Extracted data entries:
· · · · · · ·
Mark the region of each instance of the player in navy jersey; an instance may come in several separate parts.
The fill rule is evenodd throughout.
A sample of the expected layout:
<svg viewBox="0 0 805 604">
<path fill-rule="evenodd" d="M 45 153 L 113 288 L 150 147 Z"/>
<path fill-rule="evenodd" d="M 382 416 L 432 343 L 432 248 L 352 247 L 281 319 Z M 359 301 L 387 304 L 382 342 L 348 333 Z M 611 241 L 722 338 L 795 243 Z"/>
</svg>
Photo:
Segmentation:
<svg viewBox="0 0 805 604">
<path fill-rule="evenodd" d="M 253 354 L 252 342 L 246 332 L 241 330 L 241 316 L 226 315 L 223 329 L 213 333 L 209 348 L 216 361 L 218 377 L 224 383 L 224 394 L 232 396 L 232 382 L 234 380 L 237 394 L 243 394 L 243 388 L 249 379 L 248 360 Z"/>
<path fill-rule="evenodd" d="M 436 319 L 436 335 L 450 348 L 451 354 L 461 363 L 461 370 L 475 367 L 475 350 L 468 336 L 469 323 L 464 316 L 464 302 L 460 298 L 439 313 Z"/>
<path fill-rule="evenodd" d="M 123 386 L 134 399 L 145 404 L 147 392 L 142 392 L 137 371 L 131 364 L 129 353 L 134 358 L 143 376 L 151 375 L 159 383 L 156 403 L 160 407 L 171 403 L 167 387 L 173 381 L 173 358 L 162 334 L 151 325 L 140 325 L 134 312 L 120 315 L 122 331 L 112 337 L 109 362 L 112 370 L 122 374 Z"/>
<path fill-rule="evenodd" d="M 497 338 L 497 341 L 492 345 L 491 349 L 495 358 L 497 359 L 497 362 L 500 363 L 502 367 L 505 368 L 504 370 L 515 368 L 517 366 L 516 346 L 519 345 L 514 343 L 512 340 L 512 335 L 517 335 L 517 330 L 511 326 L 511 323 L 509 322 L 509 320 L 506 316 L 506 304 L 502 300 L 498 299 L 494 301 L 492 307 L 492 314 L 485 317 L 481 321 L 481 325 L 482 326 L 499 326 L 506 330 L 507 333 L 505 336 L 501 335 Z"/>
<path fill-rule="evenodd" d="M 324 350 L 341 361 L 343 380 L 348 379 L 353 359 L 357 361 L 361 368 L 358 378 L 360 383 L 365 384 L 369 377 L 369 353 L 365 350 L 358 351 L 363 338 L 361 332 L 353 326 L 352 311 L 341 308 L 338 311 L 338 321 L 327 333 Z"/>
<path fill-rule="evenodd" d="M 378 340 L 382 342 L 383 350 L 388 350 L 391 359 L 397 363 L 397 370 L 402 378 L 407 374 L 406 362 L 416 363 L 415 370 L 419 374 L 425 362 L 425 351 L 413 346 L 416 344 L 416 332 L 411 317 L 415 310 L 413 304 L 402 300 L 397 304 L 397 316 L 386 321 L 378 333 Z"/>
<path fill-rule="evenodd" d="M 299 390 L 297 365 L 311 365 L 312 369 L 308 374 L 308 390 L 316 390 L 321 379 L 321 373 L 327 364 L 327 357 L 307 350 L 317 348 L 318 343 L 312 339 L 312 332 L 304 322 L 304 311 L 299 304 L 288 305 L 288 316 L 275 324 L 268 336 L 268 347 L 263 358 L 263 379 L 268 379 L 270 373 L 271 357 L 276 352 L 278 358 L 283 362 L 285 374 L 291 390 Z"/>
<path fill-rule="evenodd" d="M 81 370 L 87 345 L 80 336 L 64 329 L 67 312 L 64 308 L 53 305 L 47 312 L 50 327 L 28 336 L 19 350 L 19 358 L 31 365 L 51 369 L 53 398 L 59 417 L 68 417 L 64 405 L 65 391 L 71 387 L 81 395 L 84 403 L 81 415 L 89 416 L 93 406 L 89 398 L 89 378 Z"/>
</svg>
· · · · · · ·
WORK INSTRUCTIONS: Rewrite the lines above as a numbered list, omitting any blank lines.

FULL OUTPUT:
1. Mark the region of each instance of the player in navy jersey; an instance may come in several separate parts.
2. The fill rule is evenodd throughout.
3. A sample of the expected layout:
4. <svg viewBox="0 0 805 604">
5. <path fill-rule="evenodd" d="M 45 153 L 113 288 L 150 147 Z"/>
6. <path fill-rule="evenodd" d="M 382 416 L 432 343 L 432 248 L 352 247 L 281 319 Z M 359 301 L 387 304 L 382 342 L 348 333 Z M 611 241 L 722 338 L 795 243 Z"/>
7. </svg>
8. Photo:
9. Segmentation:
10. <svg viewBox="0 0 805 604">
11. <path fill-rule="evenodd" d="M 253 354 L 252 342 L 246 332 L 241 330 L 241 316 L 226 315 L 223 329 L 213 333 L 209 348 L 216 361 L 218 377 L 224 383 L 224 394 L 232 396 L 232 382 L 234 380 L 237 394 L 243 394 L 243 388 L 249 379 L 248 360 Z"/>
12. <path fill-rule="evenodd" d="M 436 319 L 436 335 L 450 348 L 451 354 L 461 363 L 461 370 L 475 367 L 475 350 L 468 336 L 469 323 L 464 316 L 464 302 L 460 298 L 439 313 Z"/>
13. <path fill-rule="evenodd" d="M 123 386 L 134 399 L 145 404 L 147 392 L 142 392 L 137 371 L 131 364 L 129 353 L 134 358 L 143 376 L 151 375 L 159 383 L 156 403 L 160 407 L 171 403 L 167 387 L 173 381 L 173 358 L 162 334 L 151 325 L 140 325 L 134 312 L 120 315 L 122 331 L 112 337 L 109 362 L 112 370 L 122 374 Z"/>
14. <path fill-rule="evenodd" d="M 497 338 L 497 341 L 492 345 L 491 349 L 495 358 L 497 359 L 497 362 L 500 363 L 502 367 L 505 368 L 504 370 L 515 368 L 517 366 L 516 346 L 519 345 L 514 343 L 512 340 L 512 335 L 517 335 L 517 330 L 511 326 L 511 323 L 509 322 L 509 320 L 506 316 L 506 304 L 502 300 L 498 299 L 494 301 L 492 307 L 492 314 L 485 317 L 481 321 L 481 325 L 482 326 L 499 326 L 506 330 L 507 333 L 505 336 L 501 335 Z"/>
15. <path fill-rule="evenodd" d="M 324 350 L 341 361 L 343 380 L 348 379 L 353 359 L 357 361 L 361 368 L 358 378 L 360 383 L 365 384 L 369 377 L 369 353 L 365 350 L 358 351 L 363 338 L 361 332 L 353 326 L 352 311 L 341 308 L 338 311 L 338 321 L 327 333 Z"/>
16. <path fill-rule="evenodd" d="M 378 340 L 382 342 L 383 350 L 388 350 L 391 359 L 397 363 L 397 370 L 402 378 L 407 374 L 406 362 L 416 363 L 415 370 L 419 374 L 425 362 L 425 351 L 413 346 L 416 344 L 416 332 L 411 317 L 415 310 L 413 304 L 402 300 L 397 304 L 397 316 L 386 321 L 378 333 Z"/>
17. <path fill-rule="evenodd" d="M 299 390 L 297 365 L 311 365 L 312 369 L 308 374 L 308 390 L 316 390 L 321 379 L 321 373 L 327 364 L 327 357 L 307 350 L 317 348 L 318 343 L 312 339 L 312 332 L 304 322 L 304 311 L 299 304 L 288 305 L 288 316 L 275 324 L 268 336 L 268 347 L 263 358 L 263 379 L 268 379 L 270 373 L 271 357 L 276 352 L 278 358 L 283 362 L 285 374 L 291 390 Z"/>
18. <path fill-rule="evenodd" d="M 81 370 L 87 345 L 80 336 L 64 329 L 67 312 L 64 308 L 53 305 L 47 312 L 50 327 L 28 336 L 19 350 L 19 358 L 31 365 L 51 369 L 53 398 L 59 417 L 68 417 L 64 405 L 65 391 L 71 387 L 81 395 L 84 403 L 81 415 L 89 416 L 93 406 L 89 398 L 89 378 Z"/>
19. </svg>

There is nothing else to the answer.